OBJECTIVE:
The line containing "point_to MUST return one point per instance of the mountain" marks where to begin; quote it and every line after it through the end of the data, exactly as written.

(Stored records)

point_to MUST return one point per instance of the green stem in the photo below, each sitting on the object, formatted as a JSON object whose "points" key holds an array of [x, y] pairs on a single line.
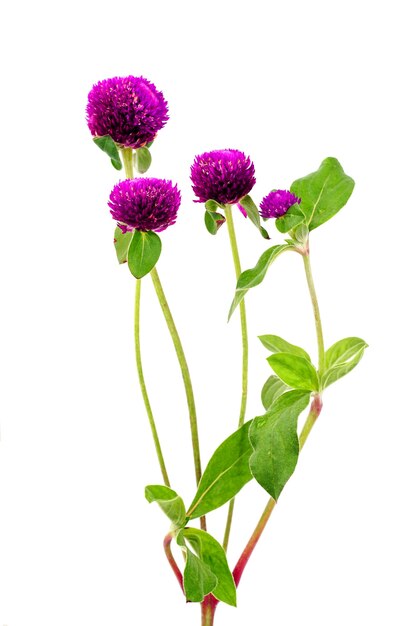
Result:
{"points": [[314, 301], [143, 386], [185, 375], [245, 352], [127, 158], [315, 410]]}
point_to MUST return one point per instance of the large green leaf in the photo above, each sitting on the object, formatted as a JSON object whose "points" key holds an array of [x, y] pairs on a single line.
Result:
{"points": [[121, 243], [253, 214], [213, 556], [272, 390], [294, 371], [225, 475], [278, 344], [108, 146], [169, 501], [324, 192], [253, 277], [341, 358], [144, 252], [143, 159], [275, 442], [292, 218]]}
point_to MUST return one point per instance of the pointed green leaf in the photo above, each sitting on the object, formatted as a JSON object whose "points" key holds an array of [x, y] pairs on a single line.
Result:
{"points": [[108, 146], [144, 252], [292, 218], [143, 160], [341, 358], [225, 475], [253, 277], [199, 580], [272, 390], [278, 344], [294, 371], [213, 206], [324, 192], [169, 501], [253, 214], [121, 243], [343, 350], [213, 556], [213, 221], [275, 442]]}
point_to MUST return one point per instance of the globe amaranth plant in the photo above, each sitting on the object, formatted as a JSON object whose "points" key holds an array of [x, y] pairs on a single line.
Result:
{"points": [[124, 116]]}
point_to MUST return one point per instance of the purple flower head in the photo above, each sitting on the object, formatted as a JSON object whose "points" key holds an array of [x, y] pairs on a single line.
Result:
{"points": [[144, 204], [222, 175], [129, 109], [277, 203]]}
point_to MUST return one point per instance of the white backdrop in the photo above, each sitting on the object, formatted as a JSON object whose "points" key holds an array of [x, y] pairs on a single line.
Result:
{"points": [[289, 84]]}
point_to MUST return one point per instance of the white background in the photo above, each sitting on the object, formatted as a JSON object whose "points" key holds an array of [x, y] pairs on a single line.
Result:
{"points": [[289, 83]]}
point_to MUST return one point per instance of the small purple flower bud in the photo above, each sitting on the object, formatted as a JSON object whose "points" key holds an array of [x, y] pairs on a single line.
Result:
{"points": [[222, 175], [277, 203], [129, 109], [144, 204]]}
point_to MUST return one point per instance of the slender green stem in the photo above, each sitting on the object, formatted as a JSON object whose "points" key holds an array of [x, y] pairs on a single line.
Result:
{"points": [[245, 353], [315, 410], [314, 301], [143, 387], [185, 375], [127, 158]]}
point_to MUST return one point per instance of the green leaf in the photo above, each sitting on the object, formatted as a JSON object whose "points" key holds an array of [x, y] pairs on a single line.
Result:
{"points": [[225, 475], [121, 243], [143, 160], [108, 146], [253, 277], [253, 214], [169, 501], [213, 206], [295, 371], [324, 192], [213, 556], [144, 252], [278, 344], [275, 442], [213, 221], [199, 580], [272, 390], [292, 218], [341, 358]]}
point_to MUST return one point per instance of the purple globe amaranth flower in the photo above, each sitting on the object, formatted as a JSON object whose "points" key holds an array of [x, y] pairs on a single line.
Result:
{"points": [[277, 203], [222, 175], [144, 204], [131, 110]]}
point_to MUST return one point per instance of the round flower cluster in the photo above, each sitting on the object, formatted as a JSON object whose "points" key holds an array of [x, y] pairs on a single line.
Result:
{"points": [[222, 175], [144, 204], [277, 203], [131, 110]]}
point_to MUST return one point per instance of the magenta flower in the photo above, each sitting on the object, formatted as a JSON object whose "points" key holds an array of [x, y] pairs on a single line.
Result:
{"points": [[277, 203], [131, 110], [222, 175], [144, 204]]}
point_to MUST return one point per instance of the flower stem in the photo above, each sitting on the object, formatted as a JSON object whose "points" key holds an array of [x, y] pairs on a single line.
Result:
{"points": [[127, 158], [143, 387], [185, 375], [314, 301], [245, 352], [315, 409]]}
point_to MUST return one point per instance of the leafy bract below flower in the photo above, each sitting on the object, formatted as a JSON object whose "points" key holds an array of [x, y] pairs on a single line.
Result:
{"points": [[277, 203], [222, 175], [131, 110], [144, 204]]}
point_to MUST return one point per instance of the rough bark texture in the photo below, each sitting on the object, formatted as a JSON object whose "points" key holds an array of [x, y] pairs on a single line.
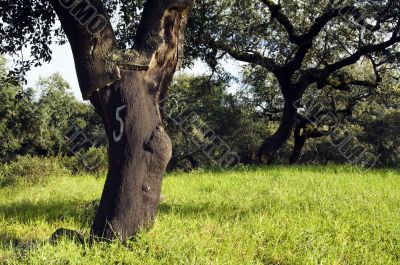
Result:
{"points": [[125, 89], [272, 144], [299, 141]]}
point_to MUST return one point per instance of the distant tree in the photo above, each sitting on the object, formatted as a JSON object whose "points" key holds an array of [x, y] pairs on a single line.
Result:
{"points": [[300, 43]]}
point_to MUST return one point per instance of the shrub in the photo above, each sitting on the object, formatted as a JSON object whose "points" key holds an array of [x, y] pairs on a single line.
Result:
{"points": [[30, 169], [93, 160]]}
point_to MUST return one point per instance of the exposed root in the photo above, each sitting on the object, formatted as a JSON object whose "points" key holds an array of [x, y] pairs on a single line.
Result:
{"points": [[68, 233]]}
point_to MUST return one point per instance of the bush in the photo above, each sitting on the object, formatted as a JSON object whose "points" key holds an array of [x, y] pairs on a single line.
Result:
{"points": [[30, 169]]}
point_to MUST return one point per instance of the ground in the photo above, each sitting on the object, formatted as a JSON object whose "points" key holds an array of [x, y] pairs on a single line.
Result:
{"points": [[265, 215]]}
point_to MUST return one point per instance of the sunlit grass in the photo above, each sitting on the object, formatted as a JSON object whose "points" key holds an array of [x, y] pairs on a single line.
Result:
{"points": [[269, 215]]}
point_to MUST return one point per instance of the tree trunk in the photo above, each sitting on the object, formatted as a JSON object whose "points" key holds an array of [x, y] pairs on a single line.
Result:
{"points": [[125, 88], [272, 144], [139, 151], [299, 141]]}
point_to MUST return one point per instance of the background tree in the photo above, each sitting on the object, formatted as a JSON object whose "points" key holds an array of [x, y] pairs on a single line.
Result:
{"points": [[301, 43], [124, 80]]}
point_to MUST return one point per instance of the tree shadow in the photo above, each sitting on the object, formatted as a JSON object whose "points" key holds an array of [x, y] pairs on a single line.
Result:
{"points": [[222, 212], [27, 211]]}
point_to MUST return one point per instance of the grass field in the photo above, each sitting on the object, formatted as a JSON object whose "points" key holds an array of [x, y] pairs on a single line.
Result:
{"points": [[270, 215]]}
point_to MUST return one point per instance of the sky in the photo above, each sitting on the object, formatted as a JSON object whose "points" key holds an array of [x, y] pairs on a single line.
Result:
{"points": [[63, 63]]}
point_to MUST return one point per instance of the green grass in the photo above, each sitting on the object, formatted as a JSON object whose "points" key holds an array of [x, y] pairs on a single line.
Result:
{"points": [[270, 215]]}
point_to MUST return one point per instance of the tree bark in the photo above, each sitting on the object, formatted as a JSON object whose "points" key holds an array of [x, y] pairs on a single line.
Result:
{"points": [[125, 87], [299, 142]]}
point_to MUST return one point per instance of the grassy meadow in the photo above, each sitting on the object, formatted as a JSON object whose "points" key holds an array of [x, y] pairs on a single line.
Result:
{"points": [[265, 215]]}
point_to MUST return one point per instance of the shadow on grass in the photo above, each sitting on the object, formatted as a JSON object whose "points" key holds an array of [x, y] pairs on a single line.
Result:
{"points": [[28, 212], [222, 212]]}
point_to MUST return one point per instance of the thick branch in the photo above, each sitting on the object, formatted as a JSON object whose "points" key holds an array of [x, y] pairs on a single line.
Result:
{"points": [[283, 20], [248, 57], [92, 42]]}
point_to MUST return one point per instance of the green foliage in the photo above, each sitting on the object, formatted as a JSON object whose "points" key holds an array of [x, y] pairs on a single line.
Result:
{"points": [[30, 170], [270, 215], [93, 160]]}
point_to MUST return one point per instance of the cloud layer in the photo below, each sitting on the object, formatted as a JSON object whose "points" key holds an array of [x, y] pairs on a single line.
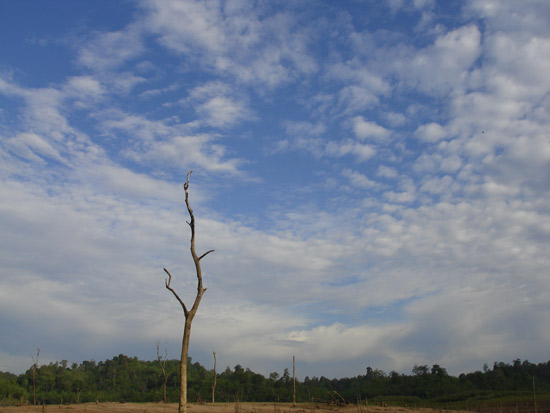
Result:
{"points": [[376, 189]]}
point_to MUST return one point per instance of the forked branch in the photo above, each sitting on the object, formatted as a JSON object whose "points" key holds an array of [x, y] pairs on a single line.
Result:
{"points": [[167, 283]]}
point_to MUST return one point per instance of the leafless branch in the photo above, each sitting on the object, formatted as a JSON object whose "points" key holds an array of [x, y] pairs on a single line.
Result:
{"points": [[167, 283]]}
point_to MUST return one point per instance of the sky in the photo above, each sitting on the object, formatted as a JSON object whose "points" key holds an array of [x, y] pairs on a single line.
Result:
{"points": [[374, 177]]}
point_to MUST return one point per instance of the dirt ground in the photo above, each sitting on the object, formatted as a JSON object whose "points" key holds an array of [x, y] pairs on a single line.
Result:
{"points": [[206, 408]]}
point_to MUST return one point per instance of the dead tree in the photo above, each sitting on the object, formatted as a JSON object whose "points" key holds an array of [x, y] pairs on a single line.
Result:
{"points": [[162, 362], [214, 385], [34, 368], [189, 313], [293, 381]]}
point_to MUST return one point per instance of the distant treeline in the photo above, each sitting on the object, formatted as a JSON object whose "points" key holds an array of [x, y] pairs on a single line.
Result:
{"points": [[129, 379]]}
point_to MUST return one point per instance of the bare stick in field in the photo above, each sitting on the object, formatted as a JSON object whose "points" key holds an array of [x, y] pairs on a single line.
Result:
{"points": [[162, 362], [214, 385], [34, 368], [189, 313]]}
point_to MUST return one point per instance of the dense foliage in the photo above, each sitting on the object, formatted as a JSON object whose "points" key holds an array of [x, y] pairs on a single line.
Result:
{"points": [[129, 379]]}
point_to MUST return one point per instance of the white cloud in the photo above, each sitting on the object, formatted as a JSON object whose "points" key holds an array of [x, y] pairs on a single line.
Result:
{"points": [[363, 152], [358, 179], [369, 130], [218, 106], [430, 132], [226, 39]]}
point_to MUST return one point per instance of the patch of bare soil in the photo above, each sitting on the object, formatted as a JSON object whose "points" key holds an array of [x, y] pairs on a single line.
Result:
{"points": [[207, 408]]}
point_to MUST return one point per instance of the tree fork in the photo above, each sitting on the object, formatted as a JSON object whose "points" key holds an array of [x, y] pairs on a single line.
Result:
{"points": [[188, 313]]}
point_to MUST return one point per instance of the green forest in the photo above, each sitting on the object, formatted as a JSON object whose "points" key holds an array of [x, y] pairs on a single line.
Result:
{"points": [[128, 379]]}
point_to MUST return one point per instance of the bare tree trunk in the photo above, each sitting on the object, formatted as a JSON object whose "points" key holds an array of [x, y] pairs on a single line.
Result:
{"points": [[294, 381], [189, 314], [162, 362], [34, 368], [214, 385]]}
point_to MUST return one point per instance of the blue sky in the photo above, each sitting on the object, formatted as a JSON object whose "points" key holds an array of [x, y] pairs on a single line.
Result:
{"points": [[373, 175]]}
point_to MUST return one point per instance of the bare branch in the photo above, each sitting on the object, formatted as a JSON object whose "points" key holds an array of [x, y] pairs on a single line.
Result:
{"points": [[205, 254], [167, 283]]}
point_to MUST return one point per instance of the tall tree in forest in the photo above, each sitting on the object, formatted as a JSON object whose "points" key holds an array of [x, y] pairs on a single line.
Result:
{"points": [[214, 385], [34, 368], [162, 362], [189, 313]]}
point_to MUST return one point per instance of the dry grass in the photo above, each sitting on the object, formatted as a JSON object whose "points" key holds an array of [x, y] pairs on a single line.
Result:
{"points": [[204, 408]]}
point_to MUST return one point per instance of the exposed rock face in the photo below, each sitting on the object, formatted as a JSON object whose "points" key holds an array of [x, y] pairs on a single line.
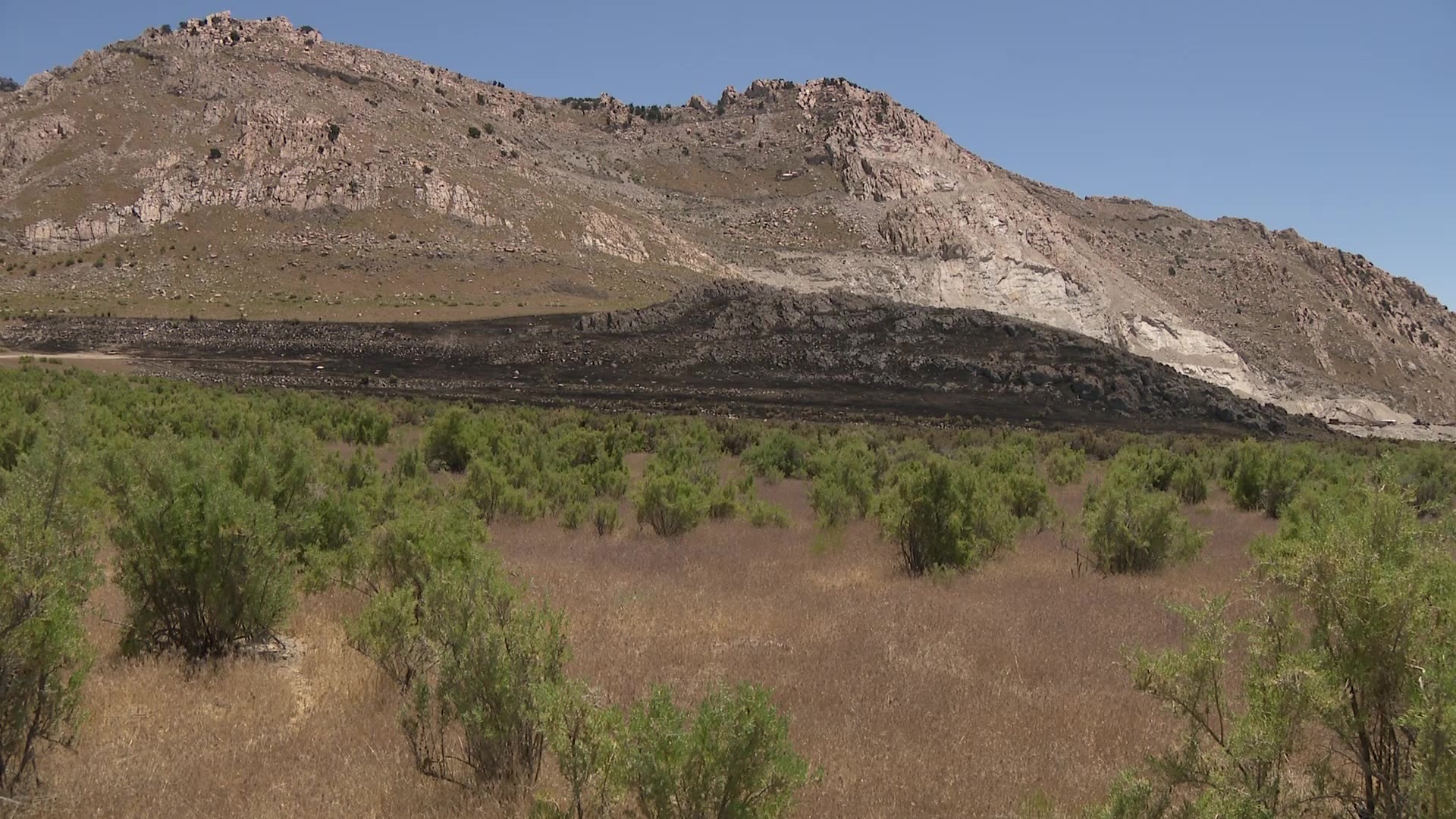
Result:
{"points": [[730, 346], [819, 186]]}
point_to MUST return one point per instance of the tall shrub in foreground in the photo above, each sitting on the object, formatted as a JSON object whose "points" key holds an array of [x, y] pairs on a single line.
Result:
{"points": [[204, 561], [47, 570], [1131, 529], [730, 758], [1347, 697], [479, 668], [845, 477], [944, 515]]}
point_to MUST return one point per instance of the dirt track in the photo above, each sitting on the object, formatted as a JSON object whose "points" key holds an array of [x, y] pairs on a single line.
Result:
{"points": [[728, 347]]}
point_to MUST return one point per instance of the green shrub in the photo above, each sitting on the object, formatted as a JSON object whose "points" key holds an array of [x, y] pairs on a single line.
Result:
{"points": [[487, 487], [1065, 465], [1188, 483], [47, 570], [204, 551], [1131, 529], [672, 503], [1267, 477], [944, 513], [475, 661], [590, 746], [1025, 496], [730, 758], [447, 439], [764, 513], [1429, 471], [604, 518], [843, 484], [573, 516], [1346, 689], [780, 453], [723, 502]]}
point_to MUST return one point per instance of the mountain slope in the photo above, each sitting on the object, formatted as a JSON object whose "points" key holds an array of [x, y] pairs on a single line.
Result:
{"points": [[254, 168]]}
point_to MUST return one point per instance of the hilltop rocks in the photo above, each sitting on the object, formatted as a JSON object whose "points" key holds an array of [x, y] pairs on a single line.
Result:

RESPONSE FOR THIS EXERCISE:
point_to MUST return one point per instance of the mountain slope in the photo above, each sitting on the object, formatted as a JSON object whose "points" key holds an array of [x, y] pairs on a single line.
Result:
{"points": [[254, 168]]}
point_to MUST return one point per instance of the hilltop rocks in the photo above, each sitting on the object, formatted as a JSON object whose "points" key holds an array of [x, y] pairs on a single line.
Result:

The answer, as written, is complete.